YOUR ASSIGNMENT :: Among the lines of the records, find all that carry the word "road" and copy them.

DATA EXTRACTS ::

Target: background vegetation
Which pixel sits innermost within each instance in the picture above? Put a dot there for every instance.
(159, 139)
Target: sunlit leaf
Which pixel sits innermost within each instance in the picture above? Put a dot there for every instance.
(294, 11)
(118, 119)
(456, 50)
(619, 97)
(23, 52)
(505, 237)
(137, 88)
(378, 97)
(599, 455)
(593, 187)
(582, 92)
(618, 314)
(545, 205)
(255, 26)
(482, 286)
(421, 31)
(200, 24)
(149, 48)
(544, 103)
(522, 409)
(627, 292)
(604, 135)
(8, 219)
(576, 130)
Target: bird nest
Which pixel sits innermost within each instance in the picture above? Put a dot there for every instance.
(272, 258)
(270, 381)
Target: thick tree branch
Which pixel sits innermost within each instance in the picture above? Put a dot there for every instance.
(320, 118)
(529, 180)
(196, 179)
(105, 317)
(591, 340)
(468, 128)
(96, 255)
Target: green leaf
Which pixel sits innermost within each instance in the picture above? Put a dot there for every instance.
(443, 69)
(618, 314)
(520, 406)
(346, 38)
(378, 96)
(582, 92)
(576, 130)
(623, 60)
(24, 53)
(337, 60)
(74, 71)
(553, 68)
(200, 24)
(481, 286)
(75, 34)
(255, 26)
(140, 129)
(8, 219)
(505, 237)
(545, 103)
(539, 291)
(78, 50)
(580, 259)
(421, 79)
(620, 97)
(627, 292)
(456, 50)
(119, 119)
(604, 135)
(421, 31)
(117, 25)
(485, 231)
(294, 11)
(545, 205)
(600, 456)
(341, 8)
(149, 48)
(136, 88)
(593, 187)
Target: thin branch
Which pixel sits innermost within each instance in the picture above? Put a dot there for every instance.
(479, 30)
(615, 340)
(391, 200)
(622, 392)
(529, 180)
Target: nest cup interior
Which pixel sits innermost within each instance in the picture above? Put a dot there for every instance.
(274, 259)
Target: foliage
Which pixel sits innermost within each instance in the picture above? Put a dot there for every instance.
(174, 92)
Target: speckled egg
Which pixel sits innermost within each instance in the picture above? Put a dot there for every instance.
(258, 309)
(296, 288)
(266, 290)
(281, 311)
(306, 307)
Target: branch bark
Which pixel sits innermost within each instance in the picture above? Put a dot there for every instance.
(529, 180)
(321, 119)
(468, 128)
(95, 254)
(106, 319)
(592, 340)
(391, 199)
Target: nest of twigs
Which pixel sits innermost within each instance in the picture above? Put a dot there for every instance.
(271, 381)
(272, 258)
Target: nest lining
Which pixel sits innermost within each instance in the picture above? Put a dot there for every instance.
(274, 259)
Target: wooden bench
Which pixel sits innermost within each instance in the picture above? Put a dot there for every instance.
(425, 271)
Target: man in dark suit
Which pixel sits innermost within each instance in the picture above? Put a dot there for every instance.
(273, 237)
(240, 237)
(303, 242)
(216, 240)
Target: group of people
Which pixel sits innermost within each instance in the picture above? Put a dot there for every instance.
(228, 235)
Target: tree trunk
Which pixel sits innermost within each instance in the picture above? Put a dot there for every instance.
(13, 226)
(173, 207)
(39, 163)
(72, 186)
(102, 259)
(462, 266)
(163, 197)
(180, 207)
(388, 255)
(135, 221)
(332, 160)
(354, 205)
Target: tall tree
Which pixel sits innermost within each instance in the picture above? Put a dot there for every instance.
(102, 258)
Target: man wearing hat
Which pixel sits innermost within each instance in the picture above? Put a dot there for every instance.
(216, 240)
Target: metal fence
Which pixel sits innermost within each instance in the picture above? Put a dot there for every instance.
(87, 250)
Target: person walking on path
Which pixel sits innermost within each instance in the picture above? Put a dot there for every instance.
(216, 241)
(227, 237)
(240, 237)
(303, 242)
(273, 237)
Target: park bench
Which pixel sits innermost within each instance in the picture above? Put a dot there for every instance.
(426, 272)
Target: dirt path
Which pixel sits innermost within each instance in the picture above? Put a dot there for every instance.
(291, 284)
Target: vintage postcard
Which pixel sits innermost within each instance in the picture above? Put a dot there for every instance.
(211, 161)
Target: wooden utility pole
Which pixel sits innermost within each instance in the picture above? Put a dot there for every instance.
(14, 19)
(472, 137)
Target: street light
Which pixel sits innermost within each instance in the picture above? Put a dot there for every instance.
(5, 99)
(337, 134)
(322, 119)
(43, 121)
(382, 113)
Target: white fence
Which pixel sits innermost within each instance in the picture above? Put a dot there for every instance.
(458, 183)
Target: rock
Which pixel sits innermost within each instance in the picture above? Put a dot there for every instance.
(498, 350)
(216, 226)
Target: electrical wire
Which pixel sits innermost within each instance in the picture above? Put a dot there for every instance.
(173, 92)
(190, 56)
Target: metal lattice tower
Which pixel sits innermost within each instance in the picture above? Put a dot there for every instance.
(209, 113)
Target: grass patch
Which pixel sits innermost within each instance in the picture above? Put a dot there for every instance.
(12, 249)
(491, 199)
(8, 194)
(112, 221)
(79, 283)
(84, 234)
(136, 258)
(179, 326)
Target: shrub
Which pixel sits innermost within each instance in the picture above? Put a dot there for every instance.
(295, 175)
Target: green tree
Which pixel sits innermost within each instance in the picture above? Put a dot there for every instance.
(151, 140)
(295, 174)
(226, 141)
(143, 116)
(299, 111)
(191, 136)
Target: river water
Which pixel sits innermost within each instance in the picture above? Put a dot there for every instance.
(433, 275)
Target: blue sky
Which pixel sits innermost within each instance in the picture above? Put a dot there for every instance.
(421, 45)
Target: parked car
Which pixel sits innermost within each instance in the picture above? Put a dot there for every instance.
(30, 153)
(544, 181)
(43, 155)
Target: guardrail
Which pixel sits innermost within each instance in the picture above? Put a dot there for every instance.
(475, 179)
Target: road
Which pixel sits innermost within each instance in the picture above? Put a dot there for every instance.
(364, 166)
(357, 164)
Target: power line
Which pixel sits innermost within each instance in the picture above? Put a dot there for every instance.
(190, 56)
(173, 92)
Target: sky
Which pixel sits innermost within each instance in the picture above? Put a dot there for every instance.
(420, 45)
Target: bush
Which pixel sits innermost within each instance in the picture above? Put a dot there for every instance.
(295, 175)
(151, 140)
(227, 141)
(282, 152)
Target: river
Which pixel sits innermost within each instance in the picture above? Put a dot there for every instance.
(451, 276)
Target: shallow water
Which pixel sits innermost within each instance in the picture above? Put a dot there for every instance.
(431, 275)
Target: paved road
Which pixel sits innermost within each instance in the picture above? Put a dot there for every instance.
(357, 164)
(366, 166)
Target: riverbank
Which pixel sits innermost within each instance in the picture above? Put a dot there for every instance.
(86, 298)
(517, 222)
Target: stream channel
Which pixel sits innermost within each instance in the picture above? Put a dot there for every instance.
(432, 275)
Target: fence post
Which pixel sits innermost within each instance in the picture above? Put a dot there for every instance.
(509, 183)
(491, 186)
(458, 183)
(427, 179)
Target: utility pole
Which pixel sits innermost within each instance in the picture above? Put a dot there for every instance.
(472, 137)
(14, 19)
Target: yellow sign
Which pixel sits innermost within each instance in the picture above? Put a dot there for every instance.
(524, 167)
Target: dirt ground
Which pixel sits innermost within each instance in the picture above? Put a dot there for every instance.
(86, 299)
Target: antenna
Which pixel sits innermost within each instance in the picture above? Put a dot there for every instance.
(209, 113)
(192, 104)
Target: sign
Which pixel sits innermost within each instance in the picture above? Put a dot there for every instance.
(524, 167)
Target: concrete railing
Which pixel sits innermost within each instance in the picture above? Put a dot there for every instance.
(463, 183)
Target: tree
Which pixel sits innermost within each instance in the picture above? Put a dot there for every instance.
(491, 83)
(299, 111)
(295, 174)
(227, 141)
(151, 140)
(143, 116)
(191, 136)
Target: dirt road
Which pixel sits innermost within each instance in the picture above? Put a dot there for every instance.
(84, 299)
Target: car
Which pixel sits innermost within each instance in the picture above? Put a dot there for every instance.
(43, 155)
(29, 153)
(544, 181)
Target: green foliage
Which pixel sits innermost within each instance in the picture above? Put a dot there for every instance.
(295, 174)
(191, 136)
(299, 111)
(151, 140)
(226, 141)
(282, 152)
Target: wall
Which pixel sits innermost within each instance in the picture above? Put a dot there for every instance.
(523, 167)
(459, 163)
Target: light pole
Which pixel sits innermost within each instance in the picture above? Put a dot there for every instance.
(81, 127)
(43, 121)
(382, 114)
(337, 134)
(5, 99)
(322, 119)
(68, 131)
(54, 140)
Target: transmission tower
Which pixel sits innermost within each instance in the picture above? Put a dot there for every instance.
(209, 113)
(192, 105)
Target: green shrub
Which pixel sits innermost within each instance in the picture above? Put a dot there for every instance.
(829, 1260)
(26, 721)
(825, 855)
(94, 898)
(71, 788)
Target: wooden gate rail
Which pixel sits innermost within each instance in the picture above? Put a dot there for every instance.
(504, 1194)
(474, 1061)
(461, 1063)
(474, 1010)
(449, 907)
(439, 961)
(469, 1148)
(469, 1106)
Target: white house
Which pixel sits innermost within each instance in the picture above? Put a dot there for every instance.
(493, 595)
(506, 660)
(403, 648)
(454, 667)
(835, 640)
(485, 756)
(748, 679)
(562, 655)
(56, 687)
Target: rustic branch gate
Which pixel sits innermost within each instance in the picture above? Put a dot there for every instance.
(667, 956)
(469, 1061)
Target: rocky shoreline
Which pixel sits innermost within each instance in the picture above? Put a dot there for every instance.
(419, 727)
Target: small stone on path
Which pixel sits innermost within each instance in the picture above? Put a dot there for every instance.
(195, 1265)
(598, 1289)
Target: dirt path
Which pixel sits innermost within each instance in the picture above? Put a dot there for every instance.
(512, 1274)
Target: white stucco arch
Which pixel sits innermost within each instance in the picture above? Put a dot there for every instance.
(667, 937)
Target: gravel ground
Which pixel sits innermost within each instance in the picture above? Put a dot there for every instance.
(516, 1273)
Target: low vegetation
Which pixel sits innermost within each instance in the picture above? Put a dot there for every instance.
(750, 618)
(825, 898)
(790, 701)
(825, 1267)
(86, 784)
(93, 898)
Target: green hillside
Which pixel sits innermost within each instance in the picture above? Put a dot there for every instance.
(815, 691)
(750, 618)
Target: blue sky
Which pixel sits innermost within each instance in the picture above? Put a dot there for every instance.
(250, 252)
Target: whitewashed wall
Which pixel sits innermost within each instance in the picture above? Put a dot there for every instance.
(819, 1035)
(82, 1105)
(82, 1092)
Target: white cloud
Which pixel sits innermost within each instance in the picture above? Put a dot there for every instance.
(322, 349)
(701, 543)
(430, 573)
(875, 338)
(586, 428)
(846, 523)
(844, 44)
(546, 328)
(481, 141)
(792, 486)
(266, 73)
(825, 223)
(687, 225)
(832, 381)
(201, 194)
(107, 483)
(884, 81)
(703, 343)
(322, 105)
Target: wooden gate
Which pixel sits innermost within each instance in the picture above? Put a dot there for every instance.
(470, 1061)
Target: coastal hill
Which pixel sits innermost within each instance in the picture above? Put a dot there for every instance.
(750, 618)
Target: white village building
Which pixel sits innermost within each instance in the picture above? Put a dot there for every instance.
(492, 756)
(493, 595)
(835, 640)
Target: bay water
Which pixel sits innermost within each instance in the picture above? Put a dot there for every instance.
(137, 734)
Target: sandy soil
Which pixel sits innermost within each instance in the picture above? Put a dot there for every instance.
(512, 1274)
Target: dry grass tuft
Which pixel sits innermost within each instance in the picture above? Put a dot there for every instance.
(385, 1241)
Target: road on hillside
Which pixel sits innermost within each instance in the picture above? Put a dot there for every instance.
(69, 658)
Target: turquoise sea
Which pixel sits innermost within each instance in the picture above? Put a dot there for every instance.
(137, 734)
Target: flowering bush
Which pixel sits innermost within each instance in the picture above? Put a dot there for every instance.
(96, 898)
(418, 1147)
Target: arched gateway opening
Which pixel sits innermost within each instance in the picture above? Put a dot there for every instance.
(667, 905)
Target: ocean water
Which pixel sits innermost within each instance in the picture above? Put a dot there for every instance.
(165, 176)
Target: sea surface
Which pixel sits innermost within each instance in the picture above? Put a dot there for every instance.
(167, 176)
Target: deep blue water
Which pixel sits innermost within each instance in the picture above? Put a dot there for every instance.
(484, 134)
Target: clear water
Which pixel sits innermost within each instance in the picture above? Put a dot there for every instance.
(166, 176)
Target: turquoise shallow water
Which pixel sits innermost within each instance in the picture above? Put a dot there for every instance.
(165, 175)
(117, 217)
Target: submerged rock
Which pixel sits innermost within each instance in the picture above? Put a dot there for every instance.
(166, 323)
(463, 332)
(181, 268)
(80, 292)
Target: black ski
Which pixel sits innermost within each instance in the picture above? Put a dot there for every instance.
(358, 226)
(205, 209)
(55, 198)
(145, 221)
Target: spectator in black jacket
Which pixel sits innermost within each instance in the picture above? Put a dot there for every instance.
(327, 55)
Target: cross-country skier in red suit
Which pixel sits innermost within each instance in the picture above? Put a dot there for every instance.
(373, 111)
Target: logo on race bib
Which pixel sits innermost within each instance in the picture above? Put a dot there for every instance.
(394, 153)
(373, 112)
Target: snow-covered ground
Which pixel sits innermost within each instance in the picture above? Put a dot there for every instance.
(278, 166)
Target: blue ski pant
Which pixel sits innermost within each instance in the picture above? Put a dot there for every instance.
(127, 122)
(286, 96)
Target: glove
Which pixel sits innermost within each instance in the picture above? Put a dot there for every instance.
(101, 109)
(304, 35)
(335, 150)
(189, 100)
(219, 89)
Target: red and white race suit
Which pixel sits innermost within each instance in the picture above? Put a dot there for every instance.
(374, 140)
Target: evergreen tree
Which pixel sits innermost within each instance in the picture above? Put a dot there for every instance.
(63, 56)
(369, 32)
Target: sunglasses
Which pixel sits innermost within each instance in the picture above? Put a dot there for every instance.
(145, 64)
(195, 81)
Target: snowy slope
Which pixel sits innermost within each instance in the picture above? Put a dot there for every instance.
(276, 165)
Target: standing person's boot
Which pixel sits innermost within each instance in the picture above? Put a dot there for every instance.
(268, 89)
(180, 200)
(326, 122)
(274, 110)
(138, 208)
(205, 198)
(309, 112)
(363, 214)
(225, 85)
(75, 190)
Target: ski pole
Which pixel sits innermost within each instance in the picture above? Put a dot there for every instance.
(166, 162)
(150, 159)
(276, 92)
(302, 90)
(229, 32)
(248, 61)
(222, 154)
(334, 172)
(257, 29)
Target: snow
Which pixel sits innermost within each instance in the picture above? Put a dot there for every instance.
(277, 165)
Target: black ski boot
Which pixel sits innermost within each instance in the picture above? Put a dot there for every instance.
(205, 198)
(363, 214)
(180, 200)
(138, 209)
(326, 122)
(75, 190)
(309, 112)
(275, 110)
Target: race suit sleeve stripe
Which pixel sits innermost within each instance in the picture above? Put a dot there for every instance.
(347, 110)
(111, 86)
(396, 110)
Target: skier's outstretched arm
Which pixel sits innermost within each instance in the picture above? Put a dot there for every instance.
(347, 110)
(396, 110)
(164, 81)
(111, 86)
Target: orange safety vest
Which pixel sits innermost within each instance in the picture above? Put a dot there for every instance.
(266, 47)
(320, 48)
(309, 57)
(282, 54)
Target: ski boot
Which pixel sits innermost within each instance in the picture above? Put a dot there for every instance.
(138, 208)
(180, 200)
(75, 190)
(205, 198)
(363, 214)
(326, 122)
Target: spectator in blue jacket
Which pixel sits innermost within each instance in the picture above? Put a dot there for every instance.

OUTPUT ::
Target: road
Target: paved road
Target: dirt road
Target: road on hillside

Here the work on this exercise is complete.